Page text »
This post is part of Dana Gatziolis’s Glow School Blog Tour, where 20 amazing women bloggers teamed up to spread some love. Check out the full list!
I was contacted by my fellow blogger/lover-of-life, Dana Gatziolis, several weeks ago about this Glow Tour she was hosting, and I am so excited to be a part of it. Our main focus is to share life experiences and any advice we might have about living a life that glows. What has happened to us to get us to this point? How do we remain positive? Many of the stories from the women in this tour have been stories of triumph, stories of how they made it through the scariest parts of their lives and lived to tell about it. My story is by no means the scariest, but it’s the part of my life that has brought me to my current place in this world, and in a weird way, it’s the reason I try harder to truly live.
In August of 2014, I was diagnosed with Multiple Sclerosis, an auto-immune disease that makes my own immune system attack my nervous system, which causes damage over time. It can cause numbness or tingling in my hands and legs, and when I have a flare-up (which hasn’t been for about a year now), I have to take steroids to deal with the inflammation and stop the process of the flare-up. You can read the full story of my diagnosis here, but to give you a quick review, I was diagnosed and my immediate reaction was “We have to move home.” That was literally the text I sent to my husband as I sat in the waiting room to have blood tests. I knew instantly that we needed to move back to West Virginia. This move set into motion everything that embodies my life right now.

Excerpted records »
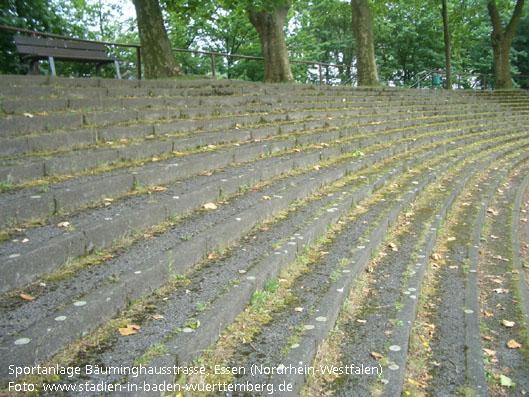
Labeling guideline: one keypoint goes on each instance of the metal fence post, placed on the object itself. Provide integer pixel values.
(213, 72)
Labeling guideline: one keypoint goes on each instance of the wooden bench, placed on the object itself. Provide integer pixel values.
(35, 49)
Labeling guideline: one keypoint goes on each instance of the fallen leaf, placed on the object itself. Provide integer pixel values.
(489, 353)
(506, 381)
(436, 257)
(27, 297)
(500, 290)
(130, 329)
(497, 281)
(157, 189)
(512, 344)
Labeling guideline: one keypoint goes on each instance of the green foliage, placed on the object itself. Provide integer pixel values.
(321, 32)
(408, 36)
(520, 50)
(30, 14)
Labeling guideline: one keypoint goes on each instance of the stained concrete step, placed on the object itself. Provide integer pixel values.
(177, 264)
(12, 171)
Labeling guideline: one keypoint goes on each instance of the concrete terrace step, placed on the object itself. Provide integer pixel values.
(103, 221)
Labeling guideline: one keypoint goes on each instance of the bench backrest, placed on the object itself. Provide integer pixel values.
(36, 47)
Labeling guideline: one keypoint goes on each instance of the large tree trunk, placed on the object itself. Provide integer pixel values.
(269, 25)
(156, 49)
(364, 43)
(448, 58)
(501, 43)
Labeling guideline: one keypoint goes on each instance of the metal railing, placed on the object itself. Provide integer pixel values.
(474, 78)
(212, 55)
(57, 36)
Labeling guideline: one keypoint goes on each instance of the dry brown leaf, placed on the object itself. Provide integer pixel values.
(512, 344)
(497, 281)
(436, 257)
(157, 189)
(489, 353)
(27, 297)
(500, 290)
(210, 206)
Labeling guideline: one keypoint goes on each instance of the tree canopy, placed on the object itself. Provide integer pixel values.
(407, 35)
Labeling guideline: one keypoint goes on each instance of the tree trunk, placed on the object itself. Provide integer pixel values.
(364, 43)
(155, 46)
(269, 26)
(501, 43)
(448, 58)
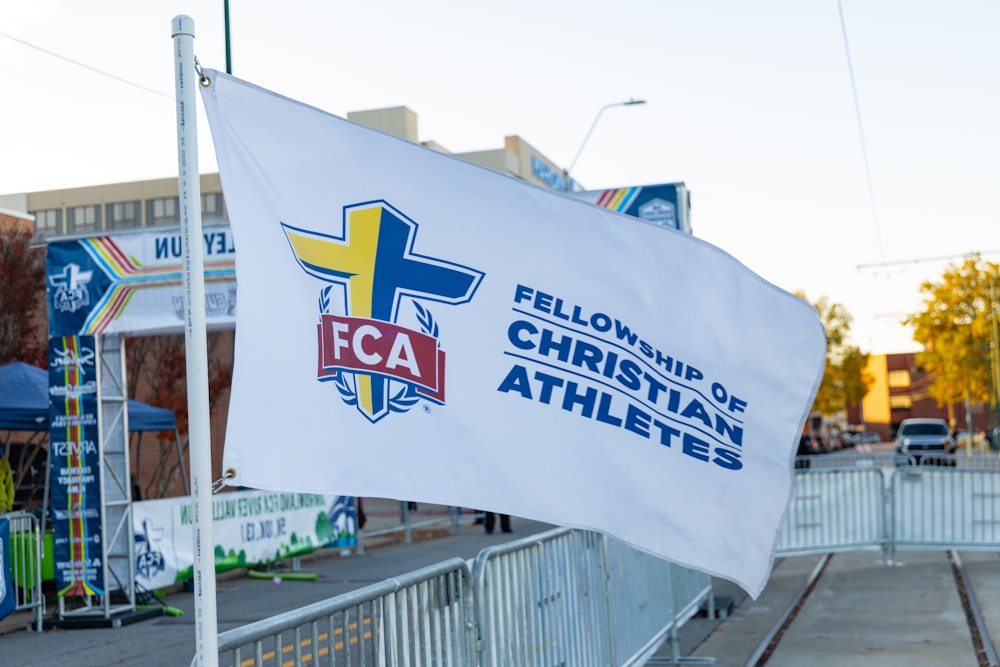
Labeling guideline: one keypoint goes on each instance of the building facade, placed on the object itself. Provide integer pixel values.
(900, 391)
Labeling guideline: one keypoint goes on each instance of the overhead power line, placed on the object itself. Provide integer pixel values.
(861, 130)
(86, 66)
(921, 260)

Requirement A »
According to the blog post, what was the writer diagnosed with in August of 2014?
Requirement B »
Extract the part of the blog post that begins at the words "In August of" and stops after "life right now.".

Response box A »
Multiple Sclerosis

Response box B »
In August of 2014, I was diagnosed with Multiple Sclerosis, an auto-immune disease that makes my own immune system attack my nervous system, which causes damage over time. It can cause numbness or tingling in my hands and legs, and when I have a flare-up (which hasn’t been for about a year now), I have to take steroids to deal with the inflammation and stop the process of the flare-up. You can read the full story of my diagnosis here, but to give you a quick review, I was diagnosed and my immediate reaction was “We have to move home.” That was literally the text I sent to my husband as I sat in the waiting room to have blood tests. I knew instantly that we needed to move back to West Virginia. This move set into motion everything that embodies my life right now.